What you have to do: Reproduce every one of the following rows word for word, changing nothing.

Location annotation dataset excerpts
----------

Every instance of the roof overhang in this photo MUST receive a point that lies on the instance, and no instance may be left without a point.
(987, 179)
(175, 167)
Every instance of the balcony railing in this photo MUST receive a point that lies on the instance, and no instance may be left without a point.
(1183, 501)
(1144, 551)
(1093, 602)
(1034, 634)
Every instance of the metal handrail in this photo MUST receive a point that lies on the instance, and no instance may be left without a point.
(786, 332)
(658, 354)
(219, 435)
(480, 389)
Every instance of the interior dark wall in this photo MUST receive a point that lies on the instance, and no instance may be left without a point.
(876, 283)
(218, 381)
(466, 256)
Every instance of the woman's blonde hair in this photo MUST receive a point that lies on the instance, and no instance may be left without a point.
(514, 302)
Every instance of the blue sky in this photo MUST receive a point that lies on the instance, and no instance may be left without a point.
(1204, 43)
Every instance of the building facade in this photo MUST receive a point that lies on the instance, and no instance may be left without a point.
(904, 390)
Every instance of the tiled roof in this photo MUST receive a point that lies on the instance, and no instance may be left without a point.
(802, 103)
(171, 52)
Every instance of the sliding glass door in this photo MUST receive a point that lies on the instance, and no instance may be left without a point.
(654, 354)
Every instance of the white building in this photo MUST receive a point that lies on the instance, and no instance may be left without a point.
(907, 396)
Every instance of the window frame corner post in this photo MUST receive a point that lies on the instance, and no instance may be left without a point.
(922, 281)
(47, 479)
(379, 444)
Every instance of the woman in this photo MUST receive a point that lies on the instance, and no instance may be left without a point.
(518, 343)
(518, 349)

----------

Problem solution:
Every instance of the roof overhang in this photo MUST receive a point that lies on the instance, and no instance may be left without a point.
(987, 179)
(175, 167)
Every instance of the balcony railing in this photo MUST receive a point that lies on the instance, and no instance may be left without a point.
(1183, 501)
(1144, 551)
(1093, 602)
(1034, 634)
Every instance of the metal handrail in this photo MUST receive a point that lies on the instance, and no instance may be left without a point.
(786, 332)
(658, 354)
(219, 435)
(480, 389)
Every instance of the interior dark wall in this photo MUST receive a point that lies on the instance, and no instance may be left without a point.
(876, 283)
(218, 381)
(466, 256)
Every instance of the woman's blonde hair in this photo MUST receive a point that lies on the instance, and no instance may be left without a point.
(514, 302)
Every instance of the blue sky in this photo MUST receive a point that lies on the instance, and no instance may be left without a point.
(1204, 43)
Every instance of the building facade in this photo MUST receive a point that lies on the instance, and no instance may be left without a point.
(904, 390)
Every instance of the tiled roof in this photo MUST receive a point that lies on the instance, and no instance may be left without a point.
(802, 103)
(171, 52)
Every instance of the sliding glass door in this photo MUST receive a point that lies on the instance, and no instance may be left without a point.
(654, 354)
Every instance of the white building in this photo MUST receive a point that lies on the instance, and no instance may be left without a point.
(907, 396)
Every instance of the window frame corner post in this photo MUST receive a point that lies on the instance, and no instance may be left without a point.
(922, 281)
(47, 479)
(379, 444)
Every instance of the woman in this photo MUST receive a point that lies on the instance, and no instance may be left without a point.
(518, 343)
(518, 349)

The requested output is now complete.